WHAT YOU HAVE TO DO:
Pull out every line of the material that contains the word "green", treating uppercase and lowercase as different.

EXERCISE DATA:
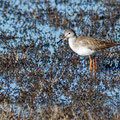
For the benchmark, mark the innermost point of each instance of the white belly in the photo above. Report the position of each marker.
(80, 50)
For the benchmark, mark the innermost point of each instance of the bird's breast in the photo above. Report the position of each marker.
(79, 49)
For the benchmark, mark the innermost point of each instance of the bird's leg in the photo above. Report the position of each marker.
(90, 64)
(93, 66)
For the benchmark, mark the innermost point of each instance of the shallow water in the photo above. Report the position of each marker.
(43, 80)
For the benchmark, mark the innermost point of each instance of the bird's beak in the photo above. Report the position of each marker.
(61, 39)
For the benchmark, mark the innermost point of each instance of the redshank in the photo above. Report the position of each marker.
(86, 46)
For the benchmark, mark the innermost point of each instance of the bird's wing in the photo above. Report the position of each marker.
(94, 44)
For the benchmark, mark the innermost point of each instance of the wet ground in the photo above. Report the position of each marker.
(40, 79)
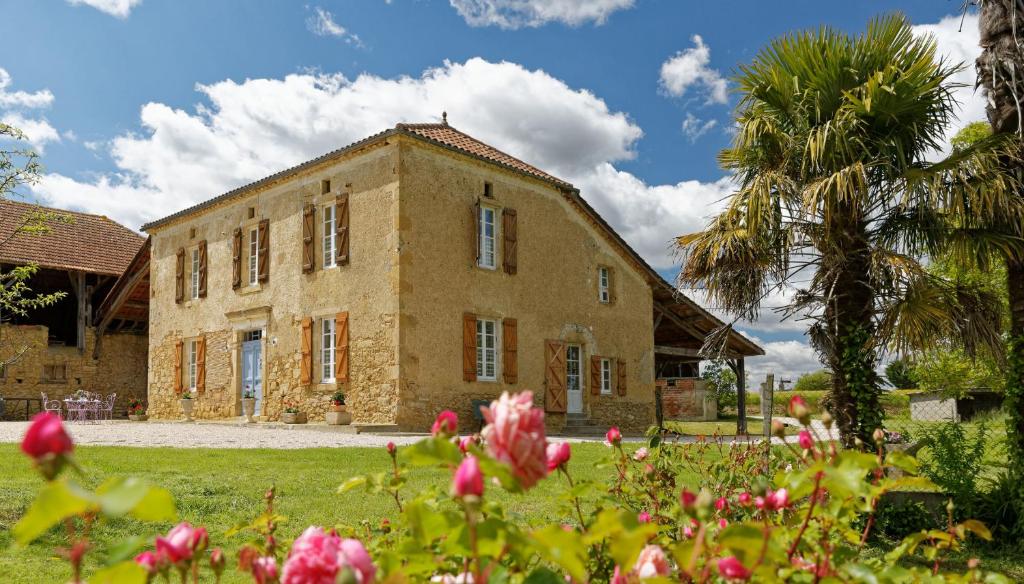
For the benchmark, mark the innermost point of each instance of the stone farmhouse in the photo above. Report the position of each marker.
(62, 348)
(415, 270)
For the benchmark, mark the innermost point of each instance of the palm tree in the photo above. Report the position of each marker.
(836, 197)
(1000, 73)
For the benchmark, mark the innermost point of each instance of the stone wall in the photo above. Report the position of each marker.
(121, 368)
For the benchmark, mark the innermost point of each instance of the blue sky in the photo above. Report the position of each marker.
(141, 108)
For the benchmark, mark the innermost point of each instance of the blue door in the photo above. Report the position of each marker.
(252, 367)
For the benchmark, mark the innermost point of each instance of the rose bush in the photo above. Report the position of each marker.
(758, 512)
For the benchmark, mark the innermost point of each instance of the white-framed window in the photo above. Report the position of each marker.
(486, 349)
(327, 349)
(195, 275)
(253, 256)
(603, 285)
(606, 376)
(487, 238)
(329, 236)
(193, 359)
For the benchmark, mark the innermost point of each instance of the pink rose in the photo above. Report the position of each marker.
(652, 562)
(468, 481)
(515, 435)
(558, 454)
(445, 424)
(806, 442)
(732, 569)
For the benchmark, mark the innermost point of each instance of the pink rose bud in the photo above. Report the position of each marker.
(613, 435)
(468, 481)
(732, 569)
(806, 442)
(558, 454)
(445, 424)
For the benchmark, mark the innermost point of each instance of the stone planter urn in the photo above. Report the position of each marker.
(249, 409)
(186, 407)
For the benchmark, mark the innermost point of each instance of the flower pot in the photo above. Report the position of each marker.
(249, 409)
(339, 418)
(186, 406)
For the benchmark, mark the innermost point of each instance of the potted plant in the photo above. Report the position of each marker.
(186, 406)
(338, 414)
(292, 415)
(136, 411)
(249, 404)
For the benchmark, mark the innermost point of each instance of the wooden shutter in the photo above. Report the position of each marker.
(554, 376)
(237, 259)
(469, 347)
(621, 377)
(341, 347)
(306, 364)
(510, 358)
(178, 356)
(179, 277)
(308, 230)
(203, 268)
(201, 365)
(341, 230)
(509, 227)
(263, 244)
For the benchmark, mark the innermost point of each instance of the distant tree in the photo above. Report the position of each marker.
(820, 380)
(899, 373)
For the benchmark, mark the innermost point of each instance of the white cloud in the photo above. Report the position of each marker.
(689, 68)
(694, 127)
(960, 46)
(518, 13)
(117, 8)
(323, 24)
(22, 99)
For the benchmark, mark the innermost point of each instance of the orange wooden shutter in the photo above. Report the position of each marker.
(341, 347)
(308, 228)
(469, 347)
(178, 355)
(595, 375)
(510, 358)
(202, 268)
(341, 230)
(621, 377)
(263, 243)
(554, 376)
(509, 227)
(306, 363)
(237, 259)
(201, 365)
(179, 277)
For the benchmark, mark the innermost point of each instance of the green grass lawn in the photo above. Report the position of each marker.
(217, 488)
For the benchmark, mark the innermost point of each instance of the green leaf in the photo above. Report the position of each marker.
(123, 573)
(55, 502)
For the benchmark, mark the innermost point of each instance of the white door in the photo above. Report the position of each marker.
(573, 379)
(252, 368)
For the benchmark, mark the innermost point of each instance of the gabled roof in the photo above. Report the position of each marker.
(83, 243)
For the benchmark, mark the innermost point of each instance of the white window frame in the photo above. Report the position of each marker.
(195, 274)
(253, 256)
(330, 233)
(487, 244)
(193, 361)
(328, 349)
(603, 284)
(605, 376)
(486, 349)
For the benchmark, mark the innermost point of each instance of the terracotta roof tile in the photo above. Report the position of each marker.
(86, 243)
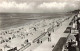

THE SOLUTION:
For the benchmark, mark the innermost point of each instance of the green grass lawn in the photo above. Report the position of each marker.
For the benchmark, mark the innermost point of each instance of the green leaf in the photo above. Report the position of each marker.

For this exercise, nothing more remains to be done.